- **PROBLEM TO WORK ON**
Quote the records in full and leave their pictures out.

(Dataset items)
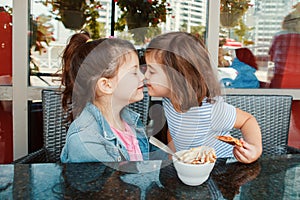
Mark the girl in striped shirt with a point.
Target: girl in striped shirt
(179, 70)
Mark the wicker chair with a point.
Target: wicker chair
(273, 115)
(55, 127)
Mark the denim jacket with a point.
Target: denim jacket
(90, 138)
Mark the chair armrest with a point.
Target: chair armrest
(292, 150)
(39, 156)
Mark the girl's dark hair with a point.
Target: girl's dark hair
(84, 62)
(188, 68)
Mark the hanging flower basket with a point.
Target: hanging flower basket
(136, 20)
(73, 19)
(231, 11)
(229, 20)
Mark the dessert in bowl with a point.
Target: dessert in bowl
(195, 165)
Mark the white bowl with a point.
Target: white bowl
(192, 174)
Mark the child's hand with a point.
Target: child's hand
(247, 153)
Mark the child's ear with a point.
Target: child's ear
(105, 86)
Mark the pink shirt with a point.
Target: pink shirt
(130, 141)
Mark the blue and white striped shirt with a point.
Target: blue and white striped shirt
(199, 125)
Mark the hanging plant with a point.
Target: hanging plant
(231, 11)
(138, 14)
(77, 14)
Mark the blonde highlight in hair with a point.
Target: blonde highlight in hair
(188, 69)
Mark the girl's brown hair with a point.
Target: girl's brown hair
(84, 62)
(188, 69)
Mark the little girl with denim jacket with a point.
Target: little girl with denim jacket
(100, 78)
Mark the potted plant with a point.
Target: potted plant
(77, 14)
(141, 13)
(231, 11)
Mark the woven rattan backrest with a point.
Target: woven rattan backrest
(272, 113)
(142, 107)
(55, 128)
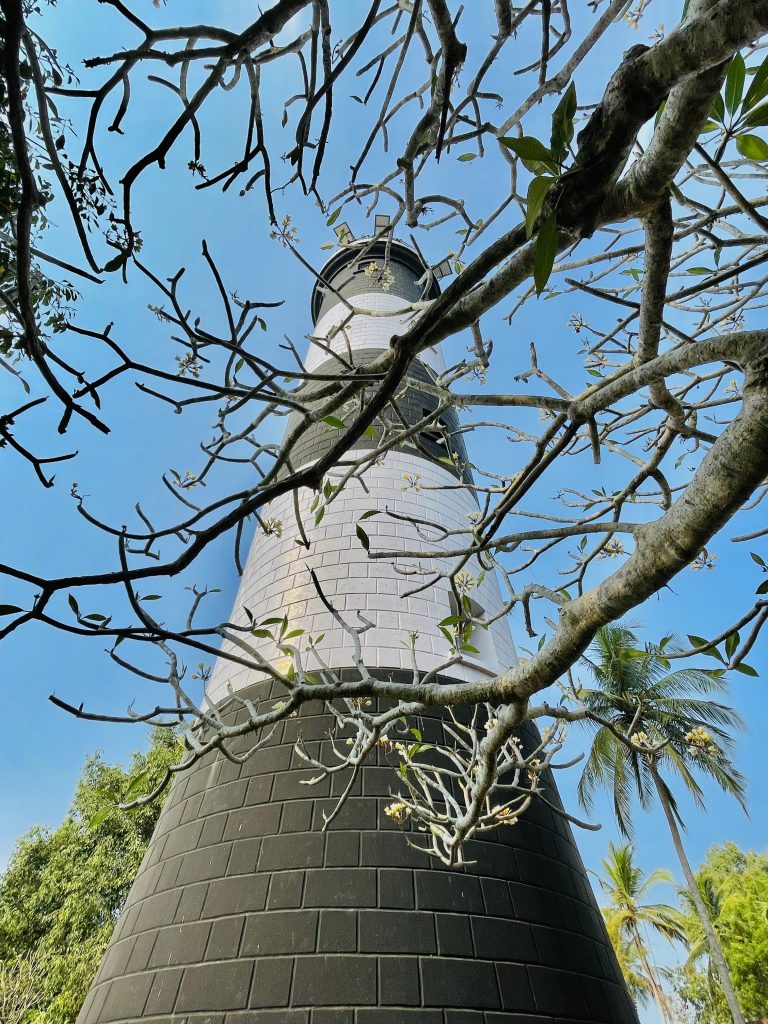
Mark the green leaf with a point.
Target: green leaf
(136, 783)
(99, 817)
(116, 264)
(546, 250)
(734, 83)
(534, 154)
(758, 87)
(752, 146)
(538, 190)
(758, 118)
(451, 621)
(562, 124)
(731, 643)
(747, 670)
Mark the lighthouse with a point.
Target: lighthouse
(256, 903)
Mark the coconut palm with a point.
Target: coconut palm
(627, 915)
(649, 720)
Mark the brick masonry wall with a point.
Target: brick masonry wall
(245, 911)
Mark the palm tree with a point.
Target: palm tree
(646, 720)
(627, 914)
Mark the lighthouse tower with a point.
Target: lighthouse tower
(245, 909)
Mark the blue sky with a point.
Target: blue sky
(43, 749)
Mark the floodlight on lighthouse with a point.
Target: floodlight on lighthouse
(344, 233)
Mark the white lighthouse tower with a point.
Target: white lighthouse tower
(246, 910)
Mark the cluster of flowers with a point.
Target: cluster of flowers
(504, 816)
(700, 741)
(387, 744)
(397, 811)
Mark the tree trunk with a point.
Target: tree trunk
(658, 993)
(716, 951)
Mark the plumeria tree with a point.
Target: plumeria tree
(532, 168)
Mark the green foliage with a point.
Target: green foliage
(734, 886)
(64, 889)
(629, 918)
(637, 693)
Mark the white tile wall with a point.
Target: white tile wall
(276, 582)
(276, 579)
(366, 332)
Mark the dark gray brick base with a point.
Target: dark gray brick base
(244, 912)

- **THE REPLY**
Mark the girl in striped shirt with a point.
Target: girl in striped shirt
(179, 70)
Mark the wicker chair with a point.
Target: wicker chair
(273, 115)
(55, 127)
Mark the denim jacket with a point.
Target: denim jacket
(90, 138)
Mark the chair armrest with a point.
Target: chair armrest
(292, 150)
(39, 156)
Mark the girl's dark hair with a point.
Target: girl's dark hair
(84, 62)
(188, 68)
Mark the hanging flower basket with a point.
Target: hanging flower basket
(136, 20)
(73, 19)
(231, 11)
(229, 20)
Mark the dessert in bowl with a point.
Target: dessert in bowl
(195, 165)
Mark the white bowl with a point.
Target: white bowl
(192, 174)
Mark the child's hand with a point.
Target: child's hand
(247, 153)
Mark the child's ear with a point.
Target: child's ear
(105, 86)
Mark the pink shirt with a point.
Target: pink shirt
(130, 141)
Mark the blue and white striped shirt with a point.
Target: blue and white striped shirt
(199, 125)
Mark the hanging plant with a point.
Target: hanging plant
(231, 11)
(138, 14)
(77, 14)
Mark the blonde highlight in hair with a point.
Target: blonde highlight in hair
(188, 69)
Mark the girl's brown hair with a point.
Target: girl's brown hair
(84, 62)
(188, 69)
Mark the little girl with denim jacket with a point.
Target: little girl with denim jacket
(100, 78)
Mark the potted plant with a point.
Target: potted plant
(77, 14)
(141, 13)
(231, 11)
Mark the woven rattan backrest with a point.
Target: woven rattan backrest
(272, 113)
(142, 107)
(55, 128)
Mark the green leaf with a point.
Target: green leaf
(136, 783)
(99, 817)
(116, 264)
(546, 250)
(734, 83)
(534, 154)
(758, 87)
(752, 146)
(538, 190)
(758, 118)
(451, 621)
(562, 124)
(731, 643)
(747, 670)
Mark the lighthouse with a point.
Target: lighthouse
(256, 903)
Mark the coconut palm with a point.
Target: coconut palm
(627, 915)
(649, 720)
Mark the brick masonry wall with a point.
Target: brick masonry wall
(245, 911)
Mark the palm tree with a point.
Target: palm tree
(646, 720)
(627, 914)
Mark the lighthouse tower with a point.
Target: lighthouse tower
(245, 909)
Mark the blue sky with a point.
Target: blue sky
(43, 749)
Mark the floodlight on lighthouse with a point.
Target: floodlight on lighthouse
(344, 233)
Mark the white lighthouse tower with a point.
Target: white lighthouse tower
(246, 910)
Mark the cluster of flowers with a point.
Target: cluster of flowers
(504, 816)
(700, 741)
(387, 744)
(397, 811)
Mark the tree trunk with a point.
Target: tree trunk
(658, 993)
(716, 951)
Mark the plumeria tree with a point.
Target: plumeria tree
(532, 168)
Mark the green foliage with a point.
Target: green foliage
(734, 886)
(64, 889)
(629, 918)
(637, 693)
Mark the white tile wall with a point.
Target: white tile wall
(276, 582)
(276, 579)
(366, 332)
Mark the dark gray brick base with a point.
Target: dark gray brick base
(244, 912)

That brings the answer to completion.